## TASK DETAILS
Write down every entry below once more, exactly.

## RECORDS TO USE
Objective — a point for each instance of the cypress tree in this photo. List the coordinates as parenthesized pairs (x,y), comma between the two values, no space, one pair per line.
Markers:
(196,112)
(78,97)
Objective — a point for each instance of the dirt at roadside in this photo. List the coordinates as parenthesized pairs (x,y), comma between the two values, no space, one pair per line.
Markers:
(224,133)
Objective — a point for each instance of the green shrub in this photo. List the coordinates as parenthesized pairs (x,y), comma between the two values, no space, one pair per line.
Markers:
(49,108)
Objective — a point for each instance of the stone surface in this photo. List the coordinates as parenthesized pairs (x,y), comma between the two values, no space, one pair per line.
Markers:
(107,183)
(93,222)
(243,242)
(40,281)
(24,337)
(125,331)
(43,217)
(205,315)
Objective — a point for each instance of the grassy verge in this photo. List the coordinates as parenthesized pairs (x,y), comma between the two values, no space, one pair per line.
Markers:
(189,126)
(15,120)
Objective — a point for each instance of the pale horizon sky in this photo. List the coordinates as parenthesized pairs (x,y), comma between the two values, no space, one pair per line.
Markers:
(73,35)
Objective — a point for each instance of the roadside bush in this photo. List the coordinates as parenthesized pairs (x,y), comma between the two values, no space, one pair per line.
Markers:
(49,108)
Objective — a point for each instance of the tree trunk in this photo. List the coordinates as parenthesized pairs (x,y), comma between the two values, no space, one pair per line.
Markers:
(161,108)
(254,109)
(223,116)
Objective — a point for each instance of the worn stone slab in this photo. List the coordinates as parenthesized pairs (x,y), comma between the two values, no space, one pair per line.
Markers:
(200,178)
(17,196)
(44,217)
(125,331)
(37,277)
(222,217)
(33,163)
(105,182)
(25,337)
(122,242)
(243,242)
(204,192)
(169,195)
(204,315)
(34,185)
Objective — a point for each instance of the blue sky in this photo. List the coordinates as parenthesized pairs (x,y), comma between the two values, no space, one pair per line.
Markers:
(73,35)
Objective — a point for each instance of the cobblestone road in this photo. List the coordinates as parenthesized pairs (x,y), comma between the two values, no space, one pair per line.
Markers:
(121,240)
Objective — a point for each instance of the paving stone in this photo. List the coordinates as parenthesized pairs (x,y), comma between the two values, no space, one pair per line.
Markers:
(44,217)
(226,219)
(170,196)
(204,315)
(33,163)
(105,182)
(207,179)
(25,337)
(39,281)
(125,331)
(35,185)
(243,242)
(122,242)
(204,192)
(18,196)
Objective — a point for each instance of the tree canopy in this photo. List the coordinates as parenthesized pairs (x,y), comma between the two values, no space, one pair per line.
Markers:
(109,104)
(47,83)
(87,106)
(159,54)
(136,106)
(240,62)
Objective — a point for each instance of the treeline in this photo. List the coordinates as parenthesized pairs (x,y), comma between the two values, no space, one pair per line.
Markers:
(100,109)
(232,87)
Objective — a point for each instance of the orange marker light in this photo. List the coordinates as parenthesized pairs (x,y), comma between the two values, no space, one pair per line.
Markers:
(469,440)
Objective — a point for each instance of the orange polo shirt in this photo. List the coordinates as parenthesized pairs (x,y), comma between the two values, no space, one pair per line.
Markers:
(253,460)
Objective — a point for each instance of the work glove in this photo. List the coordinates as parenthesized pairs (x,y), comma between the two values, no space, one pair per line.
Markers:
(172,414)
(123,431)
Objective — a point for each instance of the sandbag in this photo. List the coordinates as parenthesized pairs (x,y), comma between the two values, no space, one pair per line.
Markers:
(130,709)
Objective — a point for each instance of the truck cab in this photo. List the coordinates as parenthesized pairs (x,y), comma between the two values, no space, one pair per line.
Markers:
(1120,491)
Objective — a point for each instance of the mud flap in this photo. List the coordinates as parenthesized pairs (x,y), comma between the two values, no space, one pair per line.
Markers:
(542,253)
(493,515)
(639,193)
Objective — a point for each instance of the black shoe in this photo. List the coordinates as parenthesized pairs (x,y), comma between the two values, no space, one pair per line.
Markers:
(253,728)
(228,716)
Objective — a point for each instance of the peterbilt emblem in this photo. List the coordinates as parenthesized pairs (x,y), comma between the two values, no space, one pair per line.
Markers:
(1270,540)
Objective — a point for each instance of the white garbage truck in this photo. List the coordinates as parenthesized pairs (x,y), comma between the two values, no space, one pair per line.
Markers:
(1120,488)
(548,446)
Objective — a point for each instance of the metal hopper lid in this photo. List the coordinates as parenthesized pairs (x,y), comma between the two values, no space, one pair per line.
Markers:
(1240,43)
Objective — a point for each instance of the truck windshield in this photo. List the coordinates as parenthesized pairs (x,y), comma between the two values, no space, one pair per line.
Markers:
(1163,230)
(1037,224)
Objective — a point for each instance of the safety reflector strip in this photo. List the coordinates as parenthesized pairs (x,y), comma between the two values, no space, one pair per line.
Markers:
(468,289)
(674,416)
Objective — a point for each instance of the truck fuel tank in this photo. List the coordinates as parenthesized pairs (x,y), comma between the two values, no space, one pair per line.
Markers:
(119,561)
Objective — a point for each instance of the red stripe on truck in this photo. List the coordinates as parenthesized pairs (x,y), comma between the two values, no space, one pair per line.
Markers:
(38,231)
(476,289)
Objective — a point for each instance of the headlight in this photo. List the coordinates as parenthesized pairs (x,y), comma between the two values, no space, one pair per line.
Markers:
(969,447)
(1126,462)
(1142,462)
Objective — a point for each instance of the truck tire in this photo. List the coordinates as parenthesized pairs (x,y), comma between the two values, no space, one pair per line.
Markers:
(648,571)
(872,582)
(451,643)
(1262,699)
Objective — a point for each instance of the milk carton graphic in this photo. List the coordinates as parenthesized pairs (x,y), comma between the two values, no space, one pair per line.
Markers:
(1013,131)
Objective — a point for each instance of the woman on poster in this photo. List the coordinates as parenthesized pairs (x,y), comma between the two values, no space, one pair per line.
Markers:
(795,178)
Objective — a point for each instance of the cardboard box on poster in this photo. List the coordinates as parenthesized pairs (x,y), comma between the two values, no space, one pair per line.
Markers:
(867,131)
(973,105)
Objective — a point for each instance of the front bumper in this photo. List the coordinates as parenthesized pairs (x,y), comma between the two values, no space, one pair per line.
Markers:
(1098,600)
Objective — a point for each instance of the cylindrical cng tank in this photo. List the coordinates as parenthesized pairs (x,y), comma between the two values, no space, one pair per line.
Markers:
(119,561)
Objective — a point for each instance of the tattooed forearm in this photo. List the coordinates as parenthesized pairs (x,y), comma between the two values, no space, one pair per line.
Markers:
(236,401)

## ANSWER TO THE TASK
Objective — a point for each instance of the cypress tree in this photo. List the coordinates as parenthesized pairs (x,y), comma between the two values, no space, one pair per line.
Markers:
(196,112)
(78,97)
Objective — a point for each instance of the dirt at roadside in this photo. List the coordinates as parenthesized pairs (x,y), comma between the two values, no space, one pair per line.
Markers:
(224,133)
Objective — a point for each instance of the green shrub in this photo. List the coordinates as parenthesized pairs (x,y), comma between the two values, no space, one pair per line.
Markers:
(49,108)
Objective — a point for each instance of the stone surface in this photo. List the coordinates as parenthesized pairs (x,y), comma between the two values, no space, one pair per line.
Markers:
(107,183)
(93,222)
(243,242)
(40,281)
(24,337)
(125,331)
(43,217)
(205,315)
Objective — a point for each instance of the grassy verge in this photo. List the coordinates as parenthesized pairs (x,y), comma between the two values, no space, one pair per line.
Markers:
(189,126)
(15,120)
Objective — a point for each instance of the pale horizon sky in this photo. List the coordinates as parenthesized pairs (x,y), comma between the two values, no space, one pair per line.
Markers:
(73,35)
Objective — a point for each instance of the roadside bush in this photo. List the coordinates as parenthesized pairs (x,y), comma between the two values, no space, one pair per line.
Markers:
(49,108)
Objective — a point for each instance of the tree trunk in this photo. List the coordinates as parenthesized pairs (x,y), comma between the two values, no space, one pair per line.
Markers:
(161,108)
(254,109)
(223,116)
Objective — a point for each instance of the worn stone slab in this photo. List the coordinates as parenthesized pairs (x,y), comma between the two values, no space, one pair per line.
Markers:
(200,178)
(17,196)
(44,217)
(125,331)
(37,277)
(222,217)
(33,163)
(105,182)
(25,337)
(122,242)
(243,242)
(204,192)
(169,195)
(204,315)
(34,185)
Objective — a point for each instance of the blue sky in this photo. List the coordinates as parenthesized pairs (x,y), comma between the two values, no space, one pair per line.
Markers:
(73,35)
Objective — a point for each instance of the cobblestone road in this photo. List the coordinates as parenthesized pairs (x,y), comma between the two values, no space, one pair per line.
Markers:
(121,240)
Objective — a point for each instance of the paving stone in this photo. List the coordinates as parenthesized pairs (x,y), comma between the two values, no space, one pair per line.
Markers:
(44,217)
(226,219)
(170,196)
(204,315)
(33,163)
(105,182)
(207,179)
(25,337)
(39,281)
(125,331)
(35,185)
(243,242)
(122,242)
(204,192)
(18,196)
Objective — a point for each instance of the tree canopy in this photo. List the coordinates as parenthesized pairs (x,y), comma between the two values, no space, one pair per line.
Markers:
(109,104)
(47,83)
(87,106)
(159,54)
(136,106)
(240,62)
Objective — a point for each instance of the treeline in this photo. List the coordinates as parenthesized pairs (x,y), comma between the two values, no space, one pair per line.
Markers:
(100,109)
(232,87)
Objective — a point for each instance of the orange marker light in this photo. List the coordinates as parenthesized pairs (x,y), comma between the two values, no space, one pair per line.
Markers:
(469,440)
Objective — a point for each instance of the orange polo shirt in this photo. List the coordinates as parenthesized pairs (x,y), comma between the two values, no space, one pair per line.
Markers:
(253,460)
Objective — a point for each instance of the work glove in this photo. List the coordinates as parenthesized pairs (x,y), comma between the two values, no space, one pair per line.
Markers:
(172,414)
(123,431)
Objective — a point for each instance of the sandbag in this photo. List the coordinates as parenthesized pairs (x,y), comma between the two values, no space, one pair per line.
Markers:
(130,709)
Objective — a point for each instance of the truck cab in this photo. List the coordinates as parenthesized pairs (x,y), comma between the two values, no space, one pair per line.
Markers:
(1120,491)
Objective — a point for each instance of the mud flap in this photo. List the coordinates as parenthesized pairs (x,y), comma between the two values, no space, one pair per line.
Markers:
(542,253)
(493,515)
(639,193)
Objective — a point for each instance of the black shoe in this photo. List the coordinates as parenthesized pairs (x,y), comma between the two values, no space, one pair per line.
Markers:
(253,728)
(228,716)
Objective — a point for each instance of the peterbilt emblem in this photo. List the coordinates as parenthesized pairs (x,y), comma between the two values, no space, one pair per line.
Markers:
(1270,540)
Objective — a point for each instance of the white garbage truck in this photo. List the coordinates as parenthesized pairs (x,y), comma between the two values, no space, one pair per line.
Markers:
(1120,488)
(548,446)
Objective — a point for each instance of the metal hopper lid in this photo. List the coordinates as parenthesized pairs (x,y), comma between the two values, no space, one pair per line.
Markers:
(1240,43)
Objective — a point for each instance of the truck windshield in this photo. List the coordinates as parenthesized pairs (x,y), comma between the two values, no space, one pair per line.
Markers:
(1163,230)
(1037,224)
Objective — a point for each instance of the safety reflector strip in this photo. List the coordinates as parenthesized pairs (x,y), comma between the two values, no space, one pair per line.
Markers:
(468,289)
(674,416)
Objective — a point for each instance of the truck fuel tank in this photo. List the coordinates as parenthesized pairs (x,y), comma between the two values, no space, one pair per line.
Markers:
(119,561)
Objective — a point for each instance of the red stripe on truck in this photo. List the coordinates as parenthesized pairs (x,y), comma between the two values, no space, one pair per line.
Markers:
(38,231)
(476,289)
Objective — a point for each instance of the headlight in this photo. List the coordinates as parenthesized pairs (x,y), comma between the two values, no space, one pair per line.
Markers:
(969,447)
(1126,462)
(1142,462)
Objective — a point for each instance of the truck tire in this photo. List the coordinates as parenthesized pairs (x,y), comma between the two values, no space, one pair per line.
Markers:
(648,571)
(872,582)
(451,643)
(1262,699)
Objective — a point for each instance of the milk carton graphic in this photo. List the coordinates as parenthesized pairs (x,y), comma between the two values, no space, one pair per line.
Markers:
(1013,131)
Objective — a point for each instance of the woman on poster in this photo. List the coordinates as parenthesized pairs (x,y), comma between the two values, no space, one pair per line.
Markers:
(795,178)
Objective — a point for each instance of the cardboard box on poster in this photo. List the coordinates as parenthesized pairs (x,y), comma between the two values, no space, one pair per line.
Markers:
(867,131)
(973,105)
Objective — a point for each instance of the front bumper in this photo. List the coordinates as parenthesized pairs (x,y), comma between the two values, no space, one pair per line.
Markers:
(1098,600)
Objective — a point for each instance of the cylindrical cng tank in this photo. List the coordinates as parenthesized pairs (x,y), comma between the two values, no space, one pair per line.
Markers:
(119,561)
Objective — a point for each instance of the tattooed forearm in this photo. List the coordinates as parenthesized pairs (x,y), comma between the two values, no space, one pair per line.
Markers:
(236,401)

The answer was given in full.